One way to approach the alleviation of in-class time pressure for teachers can therefore be directed at out-of-class activities and decisions that can have heavy influence over instructional behaviour in class. This report highlighted how pre-lesson insertion of “homework revision” was one such candidate for increasing the time pressure during lesson time. Other possible candidates may include class tests, administrative tasks, and lesson cancellations (which indeed occurred in Lesson 10 and acted as a trigger to other ensuing problems of teaching), which are not uncommon occurrences in schools. School teaching schedules usually only list the mathematical topics to be covered and do not usually set aside time for these necessary or unavoidable changes to the original instructional plan. Like the inclusion of homework revision in an already packed teaching schedule, the perturbations from these sources can significantly heighten the tension of time limitations in class.

The lesson analysis also points to time pressure as a key determinant in deciding instructional courses in class. In each of the five points of the lesson where time pressure was felt (Fig. 3), it resulted in some changes from the original teaching plan. In the first instance, I chose a direct approach to showing the solution of the second homework question instead of drawing upon students’ participation; in the second juncture, I restricted students’ computer work to 20 min despite intending them to have more time; in the third trigger, I interrupted student Xiao even though I saw the educative benefits of getting students to make conjectures; in the fourth occurrence of time pressure, I reduced the number of theorems to only one; and in the fifth instance, coinciding with the final bell, I rushed to complete the written proof. These improvisations, made with each peaking of time pressure, indicate that the goal to cover content while keeping to time is a strong enough motivation to effect changes to the instructional paths in class. Time pressures are therefore not insignificant occurrences to be quickly dismissed as peripheral to teachers’ instructional life. On the contrary, they may be intimately related to instructional decisions, both affecting and being affected by them. This implies that efforts to help teachers improve the quality of teaching in class should take into account temporal considerations.

§ **RECORDED INFORMATION**:
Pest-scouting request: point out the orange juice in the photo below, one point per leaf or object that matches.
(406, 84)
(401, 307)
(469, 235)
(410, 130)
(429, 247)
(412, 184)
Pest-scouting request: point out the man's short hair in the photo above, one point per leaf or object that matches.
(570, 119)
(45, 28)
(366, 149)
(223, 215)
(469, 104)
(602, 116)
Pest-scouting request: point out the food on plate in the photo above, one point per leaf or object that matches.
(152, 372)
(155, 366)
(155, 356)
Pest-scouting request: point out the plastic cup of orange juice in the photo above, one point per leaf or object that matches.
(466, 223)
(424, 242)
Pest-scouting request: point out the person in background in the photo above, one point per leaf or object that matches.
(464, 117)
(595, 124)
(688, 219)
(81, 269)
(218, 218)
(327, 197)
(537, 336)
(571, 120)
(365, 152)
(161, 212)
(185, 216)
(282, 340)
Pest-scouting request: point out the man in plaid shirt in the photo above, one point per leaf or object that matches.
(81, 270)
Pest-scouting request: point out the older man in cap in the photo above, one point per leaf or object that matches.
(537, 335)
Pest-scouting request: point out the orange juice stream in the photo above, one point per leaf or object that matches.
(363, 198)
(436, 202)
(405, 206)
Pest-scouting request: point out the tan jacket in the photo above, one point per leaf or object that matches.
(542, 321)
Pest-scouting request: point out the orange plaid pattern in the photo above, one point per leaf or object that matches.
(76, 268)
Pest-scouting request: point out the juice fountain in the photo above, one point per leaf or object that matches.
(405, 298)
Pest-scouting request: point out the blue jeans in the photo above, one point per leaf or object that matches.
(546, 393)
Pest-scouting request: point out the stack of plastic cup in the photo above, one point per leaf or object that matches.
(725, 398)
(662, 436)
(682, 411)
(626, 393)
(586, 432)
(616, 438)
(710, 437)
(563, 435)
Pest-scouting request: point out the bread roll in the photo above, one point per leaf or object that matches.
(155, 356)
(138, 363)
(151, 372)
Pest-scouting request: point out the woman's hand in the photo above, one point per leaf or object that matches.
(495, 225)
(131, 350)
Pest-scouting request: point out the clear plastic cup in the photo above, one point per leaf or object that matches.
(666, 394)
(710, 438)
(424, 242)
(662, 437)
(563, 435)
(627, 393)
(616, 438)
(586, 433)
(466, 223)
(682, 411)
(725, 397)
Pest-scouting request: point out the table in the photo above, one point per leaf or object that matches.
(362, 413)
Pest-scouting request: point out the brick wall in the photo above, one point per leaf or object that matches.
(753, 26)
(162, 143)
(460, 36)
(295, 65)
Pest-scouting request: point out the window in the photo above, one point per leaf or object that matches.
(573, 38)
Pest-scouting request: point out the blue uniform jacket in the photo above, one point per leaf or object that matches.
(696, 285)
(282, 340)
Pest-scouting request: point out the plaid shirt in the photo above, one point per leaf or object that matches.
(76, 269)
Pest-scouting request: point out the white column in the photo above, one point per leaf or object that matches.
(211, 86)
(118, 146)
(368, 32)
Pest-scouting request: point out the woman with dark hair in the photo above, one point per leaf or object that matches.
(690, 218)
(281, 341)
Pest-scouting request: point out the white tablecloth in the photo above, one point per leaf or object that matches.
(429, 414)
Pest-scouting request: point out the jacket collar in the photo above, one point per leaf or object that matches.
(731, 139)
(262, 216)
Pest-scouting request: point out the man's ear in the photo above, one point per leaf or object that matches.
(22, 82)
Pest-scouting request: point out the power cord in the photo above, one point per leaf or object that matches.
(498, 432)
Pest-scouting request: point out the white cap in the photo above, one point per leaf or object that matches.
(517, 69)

§ **WHAT YOU NEED TO DO**:
• 1. In the reading on classroom time pressure, rewrite the paragraph beginning "The lesson analysis also points" as a short list that keeps its main facts.
• 2. Decide whether each statement agrees with the reading on classroom time pressure. Answer yes or no, and quote the words of the reading that settle it.
(a) A lesson cancellation occurred in Lesson 10.
(b) School teaching schedules usually set aside time for class tests and administrative tasks.
(c) Students were given more time for computer work than originally planned.
• 3. Continue the reading on classroom time pressure, starting after its final sentence.

§ **ANSWERS PROVIDED**:
• 1.
- Time pressure is a key factor in deciding instructional courses in class.
- At each of the five points where time pressure was felt (Fig. 3), the original teaching plan changed:
  1. I showed the solution of the second homework question directly instead of drawing on students' participation.
  2. I limited students' computer work to 20 min, though I had intended more time.
  3. I interrupted student Xiao despite seeing the value of having students make conjectures.
  4. I reduced the number of theorems to one.
  5. At the final bell, I rushed to finish the written proof.
- These improvisations show that covering content on time is a strong enough motive to change instructional paths.
- Time pressures are not peripheral. They both affect and are affected by instructional decisions.
- Efforts to improve teaching quality should therefore take temporal considerations into account.

• 2.
(a) Yes: "lesson cancellations (which indeed occurred in Lesson 10 and acted as a trigger to other ensuing problems of teaching)"
(b) No: "do not usually set aside time for these necessary or unavoidable changes to the original instructional plan"
(c) No: "I restricted students’ computer work to 20 min despite intending them to have more time"

• 3.
The goal of keeping to time also does not occur in isolation but interacts with the other contextually dependent goals of teaching that often emerge at the same time. At one point, I was deciding between including the “homework revision” component or moving other displaced components to the next lesson, while considering the implications of each choice with respect to syllabus coverage; at another juncture, I needed to prioritise between keeping to time and continuing to engage students in worthwhile discussions. These moment-by-moment spontaneous decisions that teachers make in class in relation to time use are influenced by the changing flux of instructional goals in the minds of teachers when trying to carry out instruction with limited time. In helping teachers cope with the stresses of time pressures in the classroom, there is thus a need for greater understanding of how their instructional goals are developed and how these goals interact with one another within limited time frames.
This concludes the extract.